> [AIM OF THE TASK]
Throughout the listing that follows, find each line with the word "stand" and copy it.

--------------------

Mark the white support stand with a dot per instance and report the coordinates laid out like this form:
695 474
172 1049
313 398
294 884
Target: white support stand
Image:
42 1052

--------------------

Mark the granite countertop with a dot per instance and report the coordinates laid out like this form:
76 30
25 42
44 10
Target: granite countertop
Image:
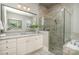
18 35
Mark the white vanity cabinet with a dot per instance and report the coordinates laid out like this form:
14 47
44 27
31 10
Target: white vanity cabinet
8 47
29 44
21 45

--------------------

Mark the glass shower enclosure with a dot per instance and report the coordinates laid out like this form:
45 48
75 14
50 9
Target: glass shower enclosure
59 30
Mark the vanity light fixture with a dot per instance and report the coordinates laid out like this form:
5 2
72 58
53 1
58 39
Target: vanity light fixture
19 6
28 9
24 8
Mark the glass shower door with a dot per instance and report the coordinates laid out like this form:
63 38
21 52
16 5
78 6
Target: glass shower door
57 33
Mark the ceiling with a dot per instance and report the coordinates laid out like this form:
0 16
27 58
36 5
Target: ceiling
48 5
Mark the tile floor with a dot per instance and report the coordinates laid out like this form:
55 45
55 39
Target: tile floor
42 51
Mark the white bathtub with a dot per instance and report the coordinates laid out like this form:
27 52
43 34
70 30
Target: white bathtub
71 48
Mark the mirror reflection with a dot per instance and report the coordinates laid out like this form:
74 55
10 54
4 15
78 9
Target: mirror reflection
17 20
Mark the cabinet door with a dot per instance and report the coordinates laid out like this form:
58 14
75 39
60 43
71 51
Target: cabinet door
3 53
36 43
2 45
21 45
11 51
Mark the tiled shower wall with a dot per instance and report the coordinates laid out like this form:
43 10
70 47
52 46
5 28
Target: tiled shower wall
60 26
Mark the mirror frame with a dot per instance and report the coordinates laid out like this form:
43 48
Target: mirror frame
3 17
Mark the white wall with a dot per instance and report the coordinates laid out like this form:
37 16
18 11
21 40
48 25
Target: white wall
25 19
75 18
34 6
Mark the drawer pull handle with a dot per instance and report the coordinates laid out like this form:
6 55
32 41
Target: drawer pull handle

--------------------

> [ANSWER FOR THIS EXERCISE]
Mark the white support stand with a dot per instance and report the coordinates laid out like this form:
Target: white support stand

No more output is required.